> _TASK TO CARRY OUT_
Give back the records in their entirety, exactly.

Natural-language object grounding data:
►
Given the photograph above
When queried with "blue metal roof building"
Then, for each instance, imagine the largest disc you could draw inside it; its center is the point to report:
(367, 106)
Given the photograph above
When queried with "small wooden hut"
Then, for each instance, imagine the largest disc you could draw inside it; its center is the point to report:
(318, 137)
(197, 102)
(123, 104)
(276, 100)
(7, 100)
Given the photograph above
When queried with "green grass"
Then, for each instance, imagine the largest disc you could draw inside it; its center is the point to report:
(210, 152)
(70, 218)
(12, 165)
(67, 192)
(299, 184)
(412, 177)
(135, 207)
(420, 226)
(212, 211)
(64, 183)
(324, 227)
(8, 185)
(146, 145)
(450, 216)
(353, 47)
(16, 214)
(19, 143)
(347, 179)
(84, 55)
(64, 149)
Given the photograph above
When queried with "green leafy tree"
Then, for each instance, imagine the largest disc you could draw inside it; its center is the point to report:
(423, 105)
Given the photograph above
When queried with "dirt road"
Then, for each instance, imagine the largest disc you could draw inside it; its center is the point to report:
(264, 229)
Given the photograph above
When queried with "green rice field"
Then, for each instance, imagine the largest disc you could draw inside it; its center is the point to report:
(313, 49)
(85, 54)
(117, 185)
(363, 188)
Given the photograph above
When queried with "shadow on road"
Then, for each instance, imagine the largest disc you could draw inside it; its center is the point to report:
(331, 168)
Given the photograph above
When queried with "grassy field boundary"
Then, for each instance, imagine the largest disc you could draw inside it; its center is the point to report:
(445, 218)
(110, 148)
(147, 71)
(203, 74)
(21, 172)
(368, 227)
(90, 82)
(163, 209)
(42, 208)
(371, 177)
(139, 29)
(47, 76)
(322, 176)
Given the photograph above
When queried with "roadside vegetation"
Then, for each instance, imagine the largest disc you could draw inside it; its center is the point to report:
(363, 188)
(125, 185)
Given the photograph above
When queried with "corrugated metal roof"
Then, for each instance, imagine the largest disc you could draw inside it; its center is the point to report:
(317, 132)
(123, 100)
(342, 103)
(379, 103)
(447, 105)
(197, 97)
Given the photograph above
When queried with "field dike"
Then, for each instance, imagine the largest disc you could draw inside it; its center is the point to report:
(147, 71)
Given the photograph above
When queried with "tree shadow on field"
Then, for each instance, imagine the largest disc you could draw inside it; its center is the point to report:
◄
> _YOUR RESPONSE_
Given the photograph above
When queried with "blue metal roof building"
Then, for each instance, imagine the largest disc you could draw inside it; its center is the point to report:
(367, 106)
Given the photograph above
When queried with "small wooden hut"
Then, for each instance, imagine the largest disc you could draw inside it; its center is the point to report:
(318, 137)
(197, 102)
(123, 104)
(276, 100)
(7, 100)
Given the photograph above
When queried with "green grass"
Then, for each instance, imagine the largest disc you could draw inside it; its center is the point to report:
(210, 152)
(70, 218)
(12, 165)
(67, 192)
(299, 184)
(412, 177)
(135, 207)
(420, 226)
(212, 211)
(64, 183)
(324, 227)
(8, 185)
(146, 145)
(450, 216)
(353, 47)
(16, 214)
(19, 143)
(347, 179)
(84, 55)
(64, 149)
Given the photograph above
When queried with "green leafy tree"
Then, for each instance, imagine the largest disc you could draw inside it; its center is the point to report:
(423, 105)
Given the photograph above
When queried with "dirt road"
Then, for each instance, imagine the largest disc you could draw inside it; its center is the point to report:
(264, 229)
Given the photograph above
When queried with "green rice field"
Then, for each instance, imagine the largest disc you could draw inside it; its center is the point to report:
(313, 49)
(85, 54)
(117, 185)
(363, 188)
Given the photograph above
When queried with "shadow on road"
Then, for each instance, imagine the largest disc you could draw inside it; its center is the point to report:
(331, 168)
Given the photograph above
When queried with "grassy field boundary"
Then, for each instance, imagine the largest disc you could draw inside it; its center is the point to report:
(445, 218)
(110, 148)
(147, 71)
(203, 74)
(21, 172)
(368, 227)
(90, 82)
(163, 209)
(42, 208)
(371, 177)
(139, 29)
(47, 76)
(322, 176)
Given the photograph above
When queried with "roadside vegetation"
Then, for each instance, imagine the largest disc you could draw inside it; its center is the point to report:
(363, 188)
(125, 185)
Given the photograph above
When queried with "corrugated metal roof"
Then, for each instance, imagine the largest disc you could draw inside it; its center is the point to report:
(317, 132)
(123, 100)
(342, 103)
(379, 103)
(447, 105)
(197, 97)
Given the photograph above
When queried with "field dike"
Then, for each instance, imagine the largest disc you could draw inside it; its center is the point to report:
(147, 71)
Given the photograph above
When queried with "tree shadow on field"
Then, for each instance, imagine the largest disc you could draw inside it; its center is the point to report:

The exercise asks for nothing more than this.